╔══
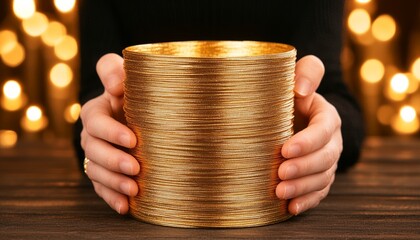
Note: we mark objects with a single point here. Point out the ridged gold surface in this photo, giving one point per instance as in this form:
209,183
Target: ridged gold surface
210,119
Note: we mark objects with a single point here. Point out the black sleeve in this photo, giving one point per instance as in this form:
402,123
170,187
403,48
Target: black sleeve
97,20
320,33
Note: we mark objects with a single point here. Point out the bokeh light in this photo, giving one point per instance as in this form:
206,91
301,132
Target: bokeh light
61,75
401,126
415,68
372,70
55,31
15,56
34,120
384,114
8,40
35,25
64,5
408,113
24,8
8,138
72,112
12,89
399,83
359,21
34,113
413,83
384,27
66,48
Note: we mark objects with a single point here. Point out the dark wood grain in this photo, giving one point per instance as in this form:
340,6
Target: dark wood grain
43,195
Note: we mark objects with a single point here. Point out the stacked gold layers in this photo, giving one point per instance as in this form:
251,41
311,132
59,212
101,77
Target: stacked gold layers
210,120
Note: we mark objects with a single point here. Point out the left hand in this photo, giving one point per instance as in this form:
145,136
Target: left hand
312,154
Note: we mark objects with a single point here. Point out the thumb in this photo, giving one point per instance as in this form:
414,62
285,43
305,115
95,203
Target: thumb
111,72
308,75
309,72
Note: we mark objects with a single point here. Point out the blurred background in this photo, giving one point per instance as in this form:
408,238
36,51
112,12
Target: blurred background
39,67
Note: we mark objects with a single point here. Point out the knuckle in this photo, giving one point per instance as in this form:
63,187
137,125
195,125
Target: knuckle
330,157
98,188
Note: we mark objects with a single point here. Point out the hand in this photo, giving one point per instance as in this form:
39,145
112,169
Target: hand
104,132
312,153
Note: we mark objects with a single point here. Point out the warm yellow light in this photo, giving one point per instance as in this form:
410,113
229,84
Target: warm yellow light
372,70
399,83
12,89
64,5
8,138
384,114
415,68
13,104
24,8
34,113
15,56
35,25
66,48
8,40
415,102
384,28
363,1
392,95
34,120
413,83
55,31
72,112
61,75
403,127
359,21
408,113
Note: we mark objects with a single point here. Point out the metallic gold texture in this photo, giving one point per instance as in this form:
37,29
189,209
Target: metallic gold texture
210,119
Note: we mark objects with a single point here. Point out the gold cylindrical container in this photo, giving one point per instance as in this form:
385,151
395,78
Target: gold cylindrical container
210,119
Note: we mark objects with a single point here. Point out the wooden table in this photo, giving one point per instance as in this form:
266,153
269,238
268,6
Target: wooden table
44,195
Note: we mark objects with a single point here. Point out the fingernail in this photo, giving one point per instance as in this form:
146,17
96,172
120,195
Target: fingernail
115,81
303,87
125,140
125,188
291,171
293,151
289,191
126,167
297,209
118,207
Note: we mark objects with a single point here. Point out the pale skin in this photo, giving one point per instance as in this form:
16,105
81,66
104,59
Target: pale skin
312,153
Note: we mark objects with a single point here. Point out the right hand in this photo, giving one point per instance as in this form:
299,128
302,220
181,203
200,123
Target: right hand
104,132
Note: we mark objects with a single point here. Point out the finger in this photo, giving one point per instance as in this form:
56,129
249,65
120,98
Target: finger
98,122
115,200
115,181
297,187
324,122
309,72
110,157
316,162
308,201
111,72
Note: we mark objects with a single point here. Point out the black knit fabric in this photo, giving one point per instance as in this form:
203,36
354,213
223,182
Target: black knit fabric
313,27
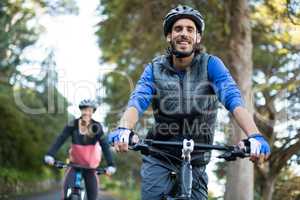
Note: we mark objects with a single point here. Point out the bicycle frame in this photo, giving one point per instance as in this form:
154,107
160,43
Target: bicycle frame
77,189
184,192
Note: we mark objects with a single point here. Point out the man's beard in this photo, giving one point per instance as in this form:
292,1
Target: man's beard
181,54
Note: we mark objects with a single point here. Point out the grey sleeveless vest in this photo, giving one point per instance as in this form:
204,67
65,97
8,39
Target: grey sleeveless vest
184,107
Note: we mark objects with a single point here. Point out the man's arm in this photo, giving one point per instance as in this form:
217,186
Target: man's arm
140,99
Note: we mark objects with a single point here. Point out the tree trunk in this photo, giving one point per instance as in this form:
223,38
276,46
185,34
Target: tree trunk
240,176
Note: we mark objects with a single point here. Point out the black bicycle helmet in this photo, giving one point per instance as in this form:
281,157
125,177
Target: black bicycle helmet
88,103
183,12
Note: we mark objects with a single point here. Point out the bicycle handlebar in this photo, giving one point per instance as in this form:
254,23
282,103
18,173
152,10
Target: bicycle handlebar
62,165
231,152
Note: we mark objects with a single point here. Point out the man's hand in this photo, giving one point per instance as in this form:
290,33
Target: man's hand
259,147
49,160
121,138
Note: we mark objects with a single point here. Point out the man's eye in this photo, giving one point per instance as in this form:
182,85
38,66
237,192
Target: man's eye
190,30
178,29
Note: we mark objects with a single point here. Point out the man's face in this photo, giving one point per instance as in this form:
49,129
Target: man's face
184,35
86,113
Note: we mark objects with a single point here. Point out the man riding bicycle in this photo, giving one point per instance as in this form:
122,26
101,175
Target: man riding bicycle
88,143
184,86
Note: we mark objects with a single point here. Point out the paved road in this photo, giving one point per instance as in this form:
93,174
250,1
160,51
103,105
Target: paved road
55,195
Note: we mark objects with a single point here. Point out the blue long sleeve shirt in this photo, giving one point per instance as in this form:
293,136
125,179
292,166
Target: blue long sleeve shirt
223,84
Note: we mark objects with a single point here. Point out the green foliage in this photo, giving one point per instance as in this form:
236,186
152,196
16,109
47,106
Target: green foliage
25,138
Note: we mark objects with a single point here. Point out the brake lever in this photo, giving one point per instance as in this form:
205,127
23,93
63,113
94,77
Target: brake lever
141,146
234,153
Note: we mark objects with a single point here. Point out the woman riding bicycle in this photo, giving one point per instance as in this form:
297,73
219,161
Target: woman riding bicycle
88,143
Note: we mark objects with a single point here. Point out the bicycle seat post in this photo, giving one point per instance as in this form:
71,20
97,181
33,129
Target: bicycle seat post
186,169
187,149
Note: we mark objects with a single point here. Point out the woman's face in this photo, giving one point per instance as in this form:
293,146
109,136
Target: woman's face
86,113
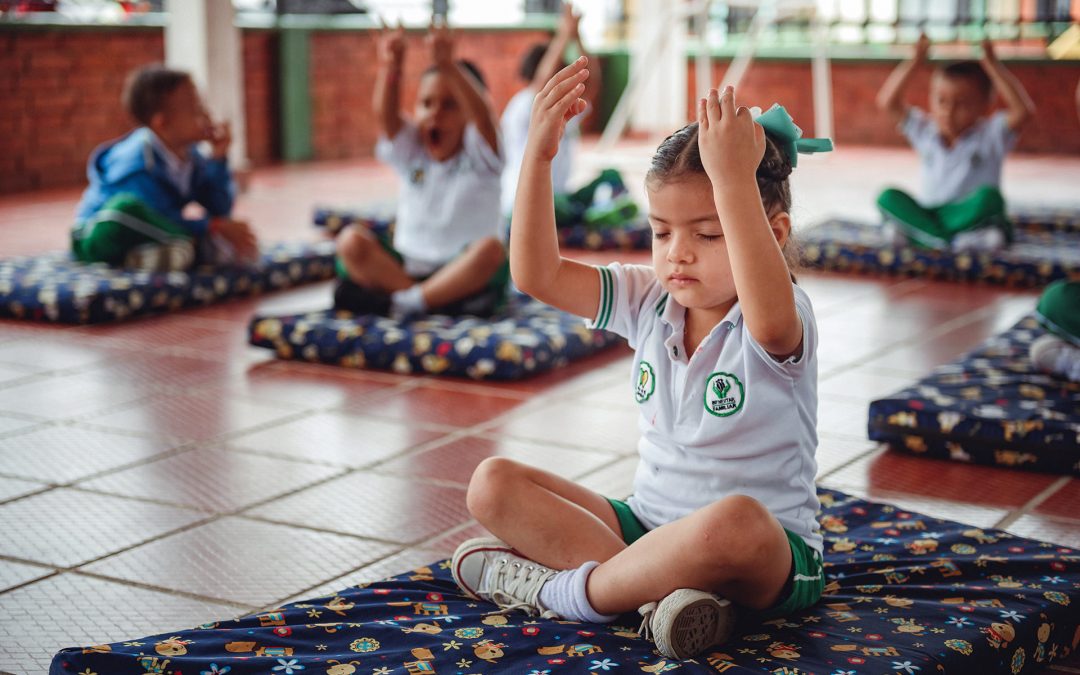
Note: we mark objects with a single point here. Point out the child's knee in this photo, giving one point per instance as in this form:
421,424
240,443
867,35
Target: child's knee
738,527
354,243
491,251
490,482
╚══
╔══
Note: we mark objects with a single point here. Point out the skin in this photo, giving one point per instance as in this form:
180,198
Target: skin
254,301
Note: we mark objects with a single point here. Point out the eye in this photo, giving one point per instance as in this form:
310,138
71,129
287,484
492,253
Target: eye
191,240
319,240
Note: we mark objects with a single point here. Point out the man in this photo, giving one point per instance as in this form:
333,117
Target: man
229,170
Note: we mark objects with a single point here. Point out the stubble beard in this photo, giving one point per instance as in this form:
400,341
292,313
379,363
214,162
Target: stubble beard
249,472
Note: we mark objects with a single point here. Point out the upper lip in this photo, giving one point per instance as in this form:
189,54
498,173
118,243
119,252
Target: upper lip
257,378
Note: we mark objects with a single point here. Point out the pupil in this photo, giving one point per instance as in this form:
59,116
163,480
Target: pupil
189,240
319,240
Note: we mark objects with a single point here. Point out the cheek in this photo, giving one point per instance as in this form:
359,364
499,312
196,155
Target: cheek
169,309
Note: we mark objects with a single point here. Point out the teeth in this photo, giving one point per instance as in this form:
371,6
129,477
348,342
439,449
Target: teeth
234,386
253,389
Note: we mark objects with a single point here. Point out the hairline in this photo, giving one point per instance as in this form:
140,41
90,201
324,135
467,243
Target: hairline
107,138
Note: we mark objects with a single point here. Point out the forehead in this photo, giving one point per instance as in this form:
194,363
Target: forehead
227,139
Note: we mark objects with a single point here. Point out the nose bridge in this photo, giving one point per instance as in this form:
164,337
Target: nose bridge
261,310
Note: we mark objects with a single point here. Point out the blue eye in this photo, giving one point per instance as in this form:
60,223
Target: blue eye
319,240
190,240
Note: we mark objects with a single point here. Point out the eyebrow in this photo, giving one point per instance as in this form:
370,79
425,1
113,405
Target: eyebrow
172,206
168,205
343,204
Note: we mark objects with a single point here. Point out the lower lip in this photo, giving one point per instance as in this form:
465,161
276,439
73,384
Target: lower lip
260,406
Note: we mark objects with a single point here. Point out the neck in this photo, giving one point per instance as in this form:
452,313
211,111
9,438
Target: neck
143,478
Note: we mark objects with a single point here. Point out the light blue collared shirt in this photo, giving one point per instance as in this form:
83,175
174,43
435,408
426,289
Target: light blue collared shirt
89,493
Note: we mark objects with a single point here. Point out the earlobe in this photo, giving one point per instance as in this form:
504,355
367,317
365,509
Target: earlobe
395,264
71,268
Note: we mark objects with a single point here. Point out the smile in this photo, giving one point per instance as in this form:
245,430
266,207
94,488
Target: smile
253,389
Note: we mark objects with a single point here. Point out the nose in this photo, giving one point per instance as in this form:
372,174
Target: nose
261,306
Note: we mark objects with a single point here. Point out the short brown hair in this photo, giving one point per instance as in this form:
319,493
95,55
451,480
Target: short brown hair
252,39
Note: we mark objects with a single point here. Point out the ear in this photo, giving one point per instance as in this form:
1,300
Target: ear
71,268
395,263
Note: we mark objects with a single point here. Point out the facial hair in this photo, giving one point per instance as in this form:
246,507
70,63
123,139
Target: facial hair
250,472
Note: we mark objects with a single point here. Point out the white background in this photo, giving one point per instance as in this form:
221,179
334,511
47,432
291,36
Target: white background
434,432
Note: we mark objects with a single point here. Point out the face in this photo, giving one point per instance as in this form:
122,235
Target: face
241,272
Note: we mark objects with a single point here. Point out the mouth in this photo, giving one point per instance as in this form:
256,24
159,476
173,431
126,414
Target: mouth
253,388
╚══
Reproduce the entries above exactly, but only the lines between the line holding "Target: eyebrow" and the line holding "out the smile", inclusive.

Target: eyebrow
172,206
168,205
343,204
Note: we mark objects with a single point here. Point out the lower lip in this photo, giving one point per instance as in this form:
465,161
276,439
73,384
Target: lower lip
260,406
Note: we mark objects with a single point here. Point out the neck in this photo, giving one point per instance as in this form:
452,313
211,111
9,438
Target: neck
143,478
Note: we mark objects with a single point here. Point out the light blue collared shirt in this photo, giving one point per instance as in this form:
83,175
174,43
435,408
426,289
Target: light blue collared shirt
89,493
Note: we mark objects with a single point here. Point out the earlobe in this photo, giving one point per instance as in this form:
504,355
367,317
365,509
Target: earlobe
395,264
71,268
Note: we mark objects with a single point here. Point out the smile in this photo, giving one point per instance as in this form:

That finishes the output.